◆ **RECORDS FOR THE EXERCISE**
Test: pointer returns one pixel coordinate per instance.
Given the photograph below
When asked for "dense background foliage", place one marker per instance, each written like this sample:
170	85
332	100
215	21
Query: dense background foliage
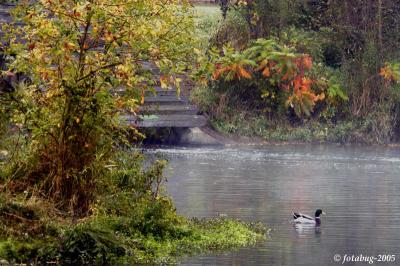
348	42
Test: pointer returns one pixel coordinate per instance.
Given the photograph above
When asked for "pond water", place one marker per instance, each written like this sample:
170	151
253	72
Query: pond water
358	188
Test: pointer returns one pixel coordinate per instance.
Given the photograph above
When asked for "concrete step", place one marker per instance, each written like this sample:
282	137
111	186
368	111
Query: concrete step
161	92
169	109
164	100
168	121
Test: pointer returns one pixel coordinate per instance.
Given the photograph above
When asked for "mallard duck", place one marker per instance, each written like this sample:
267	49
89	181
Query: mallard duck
300	218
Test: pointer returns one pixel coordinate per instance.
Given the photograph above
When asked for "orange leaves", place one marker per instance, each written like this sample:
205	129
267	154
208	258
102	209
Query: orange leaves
266	73
307	62
390	72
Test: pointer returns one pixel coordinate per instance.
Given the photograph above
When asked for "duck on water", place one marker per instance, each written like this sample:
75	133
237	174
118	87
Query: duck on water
300	218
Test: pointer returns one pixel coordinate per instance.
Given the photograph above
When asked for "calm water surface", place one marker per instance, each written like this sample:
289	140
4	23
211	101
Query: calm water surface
358	188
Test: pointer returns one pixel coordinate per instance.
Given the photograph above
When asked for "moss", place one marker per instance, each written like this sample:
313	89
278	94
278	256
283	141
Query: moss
130	223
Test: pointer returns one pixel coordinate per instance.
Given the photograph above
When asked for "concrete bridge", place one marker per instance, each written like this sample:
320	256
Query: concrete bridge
163	108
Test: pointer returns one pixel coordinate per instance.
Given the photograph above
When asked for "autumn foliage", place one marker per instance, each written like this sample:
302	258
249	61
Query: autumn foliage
267	62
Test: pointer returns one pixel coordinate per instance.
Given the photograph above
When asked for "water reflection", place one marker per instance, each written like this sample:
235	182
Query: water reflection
358	187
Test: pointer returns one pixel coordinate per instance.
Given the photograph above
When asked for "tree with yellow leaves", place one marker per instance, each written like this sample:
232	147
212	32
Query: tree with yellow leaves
77	54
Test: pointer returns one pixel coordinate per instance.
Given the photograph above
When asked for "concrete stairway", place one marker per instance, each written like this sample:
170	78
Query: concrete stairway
164	108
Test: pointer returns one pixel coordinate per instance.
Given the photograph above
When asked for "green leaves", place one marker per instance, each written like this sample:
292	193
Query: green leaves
76	55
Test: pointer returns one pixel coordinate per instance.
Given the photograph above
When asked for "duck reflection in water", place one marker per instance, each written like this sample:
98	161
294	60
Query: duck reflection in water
307	229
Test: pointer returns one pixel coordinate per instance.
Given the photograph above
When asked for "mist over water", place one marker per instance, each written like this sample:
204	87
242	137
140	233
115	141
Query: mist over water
358	188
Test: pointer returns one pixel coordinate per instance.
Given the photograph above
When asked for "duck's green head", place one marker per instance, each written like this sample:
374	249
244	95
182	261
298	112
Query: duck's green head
318	213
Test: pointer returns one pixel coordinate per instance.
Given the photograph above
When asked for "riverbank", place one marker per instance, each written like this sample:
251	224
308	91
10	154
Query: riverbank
130	223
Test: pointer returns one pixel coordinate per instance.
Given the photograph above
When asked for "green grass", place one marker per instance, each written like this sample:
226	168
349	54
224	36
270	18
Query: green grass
207	19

◆ **GOAL OF THE EXERCISE**
Write out the material above exactly, and omit the pictures it holds.

◆ **FINISHED EXERCISE**
Test: pointer returns one pixel coordinate per instance.
Given the photograph below
When asked for "dense background foliage", place one marker per instance, each written like this sample:
170	85
332	100
215	21
Query: dense background foliage
348	42
Test: pointer returns one pixel coordinate per instance.
Given the photograph above
When asked for "pond water", place one marker per instance, each written like this sample:
170	151
253	72
Query: pond water
358	188
Test: pointer returns one pixel coordinate per instance.
Given the photograph above
When asked for "concrete step", place one marker per instance, each written like this sample:
282	137
111	186
368	111
Query: concrete step
161	92
169	109
164	100
168	121
Test: pointer returns one pixel coordinate per instance.
Given the photograph above
When asked for "mallard duck", place one marker per instance, each written like this sample:
267	49
89	181
Query: mallard duck
300	218
Test: pointer returns one pixel coordinate per instance.
Given the photograph above
When asked for "orange leaves", place one marker per instance, each written like this sample:
205	129
267	154
208	258
102	209
Query: orange leaves
266	73
307	62
390	72
Test: pointer returns one pixel coordinate per instance.
Given the photograph above
When asked for "duck on water", place one marker per instance, each written like this sample:
75	133
237	174
118	87
Query: duck on water
300	218
Test: pointer returns one pixel coordinate per instance.
Given the photograph above
When asked for "calm water surface", place one marker per instance, each written like this sample:
289	140
4	23
211	101
Query: calm water surface
358	188
Test: pointer returns one pixel coordinate per instance.
Given the photograph above
When asked for "moss", place one marker per instance, each written like this sample:
313	89
278	94
278	256
283	141
Query: moss
130	223
Test: pointer returns one pixel coordinate per instance.
Given the photograph above
When asked for "concrete bridge", place one marker per instance, each written like this sample:
320	256
Query: concrete bridge
163	108
Test: pointer returns one pixel coordinate per instance.
Given the photograph above
When asked for "autumn foliage", place one marker per instance, each written like this sample:
302	258
249	61
Query: autumn foliage
267	62
Test: pointer returns one pixel coordinate per instance.
Given the photograph above
When asked for "water reflection", place one marker per instance, each written like this sample:
235	182
Query: water reflection
358	187
Test: pointer returns one pixel coordinate per instance.
Given the photograph above
When asked for "tree with yellow leaves", place one marker per instance, each written like this sample:
232	147
212	32
Query: tree with yellow leaves
77	54
Test: pointer returns one pixel coordinate per instance.
Given the photograph above
When asked for "concrete stairway", place one marker per instance, each written like this sample:
170	78
Query: concrete stairway
164	108
Test: pointer returns one pixel coordinate per instance.
Given the photograph above
When asked for "green leaves", place one marker per instance, each written like this sample:
292	193
Query: green leaves
76	55
Test: pointer returns one pixel coordinate per instance.
Given the photograph above
When asked for "duck reflection in water", place one marker per instance, each written like this sample:
98	161
294	60
Query: duck reflection in water
307	229
Test: pointer returns one pixel coordinate per instance.
Given the photograph above
When asked for "mist over water", place one marker per instance, each written like this sample:
204	87
242	137
140	233
115	141
Query: mist over water
358	188
Test: pointer returns one pixel coordinate per instance.
Given the photograph above
When asked for "duck's green head", place one marker per instance, each written like this sample:
374	249
244	95
182	261
298	112
Query: duck's green head
318	213
Test: pointer returns one pixel coordinate per instance.
Given the photograph above
When asked for "riverbank", place one marker per instance, each written like this sample:
251	224
308	91
10	154
Query: riverbank
130	223
Test: pointer returns one pixel coordinate per instance.
Given the photograph above
When asked for "green grass", place one marker per instance, each written like this sample:
226	168
349	54
224	36
270	18
Query: green grass
207	19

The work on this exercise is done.